Identifying the Key Levers and Moving the Needle

Mark Davis, Principal, Deloitte Consulting LLP
John La Bouff, Senior Manager, Deloitte Consulting LLP

For the semiconductor industry, the ability to achieve business goals corresponds to constant focus on new products. This is, after all, an industry that has made an art of monetizing the "learning curve." But the relentless pace of product innovation creates enormous pressure to manage the development pipeline with speed and rigor. In the end, the new product portfolio must generate compelling value and continue to fund an increasingly costly development process. Is your company adeptly managing all the moving parts of the development machine, and is it accurately measuring the performance factors needed to achieve financial growth?

As the costs of bringing new products to market continue to grow exponentially, semiconductor companies are finding they need to shift to a new performance curve to innovate, grow, and increase revenue and earnings.

Figure 1. Increasing Costs of Semiconductor Product Development

Source: Synopsys, 2008

Based on Deloitte's work and recent benchmarks, we have identified key drivers and improvement actions that are the primary levers of overall "return on development" (RoD). RoD is a metric that allows companies to track their performance over time and measure it against other companies. Pull these levers correctly for your specific business situation and you stand a greater chance of reaping the rewards of new product development.

Armed with a solid understanding of how to address the components of RoD, these key factors of product development—engineering effectiveness, portfolio optimization and time-to-market—all converge in a stage-gate framework that sustains the focus on project performance, enables informed decision making and drives accountability for delivering "big picture" results.

Product Development and the Importance of Margin Pools

Product development aims to exploit candidate market areas that represent attractive margin pools—areas of customer demand that seem to command a desirable premium over the cost of accessing them.

Margin pools are a function of market size and the gap between the prevailing price and the cost to service the demand. In the semiconductor industry, technology's constant learning curve steadily opens up new margin pools, both by increasing the gap between price and cost, and by introducing new features and capabilities which widen and deepen the market's appetite. Advances in low-power computing and 3-D graphics are a prime example. The smartphone boom accelerated when the power of handheld devices passed a tipping point, expanding into a wider, mainstream audience and exploiting consumer features along with the business capabilities—notably e-mail—of prior generations.

At the same time, the cost of defining, designing and delivering products to tap into those margin pools is increasing. The exponential increase in development cost previously described continues through 40 nanometers and beyond, yet at the same time the unavoidable uncertainty about "if, when and how big" pervades the entire go-to-market process. Ultimately, though, the bets placed in product development must fund the whole enterprise. The overall gross margin pool (money left over after the cost of the goods is accounted for) must pay for the rest of operations, selling and administration, and sustain ongoing development efforts that will produce future generations.

For companies on a steep growth trajectory, this forward investment must reflect future, not current, business magnitude. So the bar is set very high for how big a margin pool is needed to achieve business objectives. Implementing an RoD framework helps a company identify where it is performing well and where it most stands to benefit from "moving the needle."
_ _ _ _
• EXERCISE REQUIREMENTS: Reproduce the part of the semiconductor product development text that starts at "Product development aims" and ends at "of accessing them.", word for word.

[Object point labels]
_ _ _ _
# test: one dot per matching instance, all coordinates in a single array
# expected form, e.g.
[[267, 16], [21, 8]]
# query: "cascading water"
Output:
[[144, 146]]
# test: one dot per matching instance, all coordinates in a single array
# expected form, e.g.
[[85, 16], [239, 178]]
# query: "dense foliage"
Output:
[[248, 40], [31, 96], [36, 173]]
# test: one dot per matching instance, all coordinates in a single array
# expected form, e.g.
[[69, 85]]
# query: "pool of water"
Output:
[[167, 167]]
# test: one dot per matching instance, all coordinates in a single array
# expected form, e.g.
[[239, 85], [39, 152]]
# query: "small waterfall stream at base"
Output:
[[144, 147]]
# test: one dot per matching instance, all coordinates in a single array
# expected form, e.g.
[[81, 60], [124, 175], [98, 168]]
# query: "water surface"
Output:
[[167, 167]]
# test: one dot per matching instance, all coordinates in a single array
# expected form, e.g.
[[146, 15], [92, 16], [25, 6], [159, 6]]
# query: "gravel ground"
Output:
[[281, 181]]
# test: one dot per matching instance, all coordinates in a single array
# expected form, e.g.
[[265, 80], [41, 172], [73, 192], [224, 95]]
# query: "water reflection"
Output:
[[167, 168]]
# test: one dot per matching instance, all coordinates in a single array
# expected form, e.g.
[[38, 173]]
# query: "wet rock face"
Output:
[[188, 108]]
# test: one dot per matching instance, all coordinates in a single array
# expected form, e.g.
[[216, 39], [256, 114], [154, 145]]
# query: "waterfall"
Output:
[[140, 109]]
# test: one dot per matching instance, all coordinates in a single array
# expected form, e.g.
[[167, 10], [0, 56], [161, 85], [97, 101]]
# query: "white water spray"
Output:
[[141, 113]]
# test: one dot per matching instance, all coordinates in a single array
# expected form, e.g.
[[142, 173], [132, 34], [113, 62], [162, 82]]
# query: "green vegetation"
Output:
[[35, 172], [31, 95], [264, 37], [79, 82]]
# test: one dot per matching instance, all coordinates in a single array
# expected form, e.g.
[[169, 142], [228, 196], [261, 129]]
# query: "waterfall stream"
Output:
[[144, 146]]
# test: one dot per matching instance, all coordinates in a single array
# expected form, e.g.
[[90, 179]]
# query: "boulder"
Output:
_ _ _ _
• RESPONSE TO THIS TASK:
Product development aims to exploit candidate market areas that represent attractive margin pools—areas of customer demand that seem to command a desirable premium over the cost of accessing them.